------ Data listing ------
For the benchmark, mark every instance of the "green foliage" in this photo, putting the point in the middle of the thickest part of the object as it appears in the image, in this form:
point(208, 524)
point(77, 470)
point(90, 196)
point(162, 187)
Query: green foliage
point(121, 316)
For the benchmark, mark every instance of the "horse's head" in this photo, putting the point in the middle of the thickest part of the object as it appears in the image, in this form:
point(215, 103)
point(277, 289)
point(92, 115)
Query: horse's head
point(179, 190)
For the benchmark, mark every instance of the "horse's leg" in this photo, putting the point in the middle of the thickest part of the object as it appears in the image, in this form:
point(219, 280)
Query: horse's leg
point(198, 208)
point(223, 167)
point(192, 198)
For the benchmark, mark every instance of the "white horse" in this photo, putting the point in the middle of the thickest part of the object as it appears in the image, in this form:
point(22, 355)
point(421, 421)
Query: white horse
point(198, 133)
------
■ **Task details**:
Format every line of the listing above as a numbered list, leaving out any blank lines.

■ **Finished exercise**:
1. For the benchmark, mark every instance of the "green foliage" in this photo, putting the point in the middle of the thickest part of the object as it appears in the image, in this form:
2. point(208, 524)
3. point(77, 470)
4. point(90, 196)
5. point(162, 187)
6. Query: green foliage
7. point(121, 316)
8. For the benchmark, mark every instance of the "horse's head" in this photo, putting the point in the middle of the thickest part of the object as it appears in the image, in this form:
9. point(215, 103)
10. point(277, 289)
11. point(92, 115)
12. Query: horse's head
13. point(179, 190)
14. For the benchmark, mark every instance of the "horse's leg" in this photo, putting the point in the middle of the thickest part of the object as it appears in the image, in this form:
15. point(219, 280)
16. Query: horse's leg
17. point(198, 208)
18. point(223, 167)
19. point(192, 198)
20. For the benchmark, mark every instance of the "white horse" in this photo, putting the point in the middle of the thickest part of the object as it appears in the image, in this form:
21. point(22, 355)
22. point(421, 421)
23. Query: white horse
24. point(198, 133)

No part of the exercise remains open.